(Records drawn from a dataset)
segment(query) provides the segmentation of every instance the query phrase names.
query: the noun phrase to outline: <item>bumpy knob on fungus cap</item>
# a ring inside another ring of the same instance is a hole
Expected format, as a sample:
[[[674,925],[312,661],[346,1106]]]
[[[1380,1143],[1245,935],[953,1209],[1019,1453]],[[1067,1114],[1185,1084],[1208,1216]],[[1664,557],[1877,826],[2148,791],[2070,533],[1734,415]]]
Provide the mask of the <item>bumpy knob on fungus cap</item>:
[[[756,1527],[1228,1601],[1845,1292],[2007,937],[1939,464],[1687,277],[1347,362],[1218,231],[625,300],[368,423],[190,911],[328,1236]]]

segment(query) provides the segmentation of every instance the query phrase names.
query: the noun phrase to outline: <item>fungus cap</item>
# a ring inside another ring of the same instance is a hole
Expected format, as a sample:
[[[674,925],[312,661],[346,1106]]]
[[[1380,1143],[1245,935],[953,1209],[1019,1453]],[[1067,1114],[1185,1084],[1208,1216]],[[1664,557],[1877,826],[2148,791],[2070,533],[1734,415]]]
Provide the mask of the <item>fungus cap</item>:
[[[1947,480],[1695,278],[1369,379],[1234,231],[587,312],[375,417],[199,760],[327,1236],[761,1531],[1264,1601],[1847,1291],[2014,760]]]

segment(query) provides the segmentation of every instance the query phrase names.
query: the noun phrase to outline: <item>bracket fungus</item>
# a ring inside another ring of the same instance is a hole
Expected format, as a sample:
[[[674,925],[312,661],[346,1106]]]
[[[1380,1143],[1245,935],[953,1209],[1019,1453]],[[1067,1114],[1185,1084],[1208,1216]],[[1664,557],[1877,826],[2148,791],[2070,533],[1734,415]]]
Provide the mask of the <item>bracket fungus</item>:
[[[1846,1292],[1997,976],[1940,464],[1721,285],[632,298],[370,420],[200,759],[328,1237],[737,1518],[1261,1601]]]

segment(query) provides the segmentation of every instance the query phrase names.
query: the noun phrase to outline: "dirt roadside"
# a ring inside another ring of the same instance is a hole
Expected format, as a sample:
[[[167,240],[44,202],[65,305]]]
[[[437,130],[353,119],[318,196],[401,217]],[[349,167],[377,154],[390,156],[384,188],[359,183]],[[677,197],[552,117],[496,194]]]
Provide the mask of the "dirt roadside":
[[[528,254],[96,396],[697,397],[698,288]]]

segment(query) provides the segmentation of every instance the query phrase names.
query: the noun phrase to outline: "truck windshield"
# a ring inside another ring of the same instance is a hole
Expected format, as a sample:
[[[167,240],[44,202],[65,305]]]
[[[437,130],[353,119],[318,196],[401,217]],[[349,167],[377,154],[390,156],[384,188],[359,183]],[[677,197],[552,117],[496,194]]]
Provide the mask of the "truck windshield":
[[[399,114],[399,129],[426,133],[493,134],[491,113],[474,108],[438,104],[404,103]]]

# REQUIRED ACTION
Could you transcribe the records in full, exactly?

# EXERCISE RESULT
segment(query) provides the segmentation of every instance the query phrase names.
query: the noun phrase to outline: <item>bumpy knob on fungus cap</item>
# a ring inside another ring of the same instance is a hole
Expected format, as a sample:
[[[674,925],[312,661],[346,1106]]]
[[[1380,1143],[1245,935],[953,1209],[1019,1453]],[[1067,1114],[1185,1084],[1208,1216]],[[1664,557],[1877,826],[2148,791],[2070,533],[1734,415]]]
Provide the mask of the <item>bumpy knob on fungus cap</item>:
[[[756,1527],[1228,1601],[1845,1292],[2007,937],[1939,464],[1687,277],[1347,362],[1218,231],[625,300],[368,423],[190,911],[328,1236]]]

segment(query) provides the segmentation of every instance the query phrase names.
query: the noun phrase to outline: <item>fungus cap</item>
# a ring inside another ring of the same instance is a hole
Expected format, as a sample:
[[[674,925],[312,661],[346,1106]]]
[[[1380,1143],[1245,935],[953,1209],[1019,1453]],[[1067,1114],[1185,1084],[1208,1216]],[[1664,557],[1877,826],[2148,791],[2070,533],[1734,415]]]
Provide the mask of the <item>fungus cap</item>:
[[[1947,480],[1695,278],[1369,379],[1234,231],[587,312],[375,417],[199,760],[327,1236],[761,1531],[1264,1601],[1847,1291],[2014,760]]]

segment(query) provides the segmentation of every instance the query phrase names.
query: the noun phrase to outline: <item>bracket fungus</item>
# a ring inside another ring of the same instance is a hole
Expected format, as a sample:
[[[674,925],[312,661],[346,1106]]]
[[[1380,1143],[1245,935],[953,1209],[1019,1453]],[[1067,1114],[1185,1084],[1208,1216]],[[1664,557],[1877,826],[2148,791],[2070,533],[1734,415]]]
Provide the mask of the <item>bracket fungus</item>:
[[[1846,1292],[1997,976],[1940,464],[1721,285],[632,298],[370,420],[200,759],[328,1237],[737,1518],[1261,1601]]]

segment(query) provides the segmentation of every instance the query phrase names.
query: the noun phrase to outline: "dirt roadside"
# a ring inside another ring of the same instance is a hole
Expected format, as a sample:
[[[167,240],[44,202],[65,305]]]
[[[437,130],[353,119],[318,196],[401,217]],[[349,167],[377,154],[390,156],[384,188],[359,183]],[[677,197],[552,117],[496,194]]]
Provide the mask of the "dirt roadside":
[[[528,254],[96,396],[697,397],[698,288]]]

segment(query) provides the segmentation of every instance the query phrase names.
query: the noun phrase to outline: "truck windshield"
# a ring inside another ring of the same instance is a hole
Expected format, as a sample:
[[[167,240],[44,202],[65,305]]]
[[[437,130],[353,119],[318,196],[401,217]],[[349,167],[377,154],[390,156],[384,188],[359,183]],[[677,197],[552,117],[496,194]]]
Provide the mask of the "truck windshield":
[[[399,114],[399,129],[426,133],[493,134],[491,113],[474,108],[438,104],[404,103]]]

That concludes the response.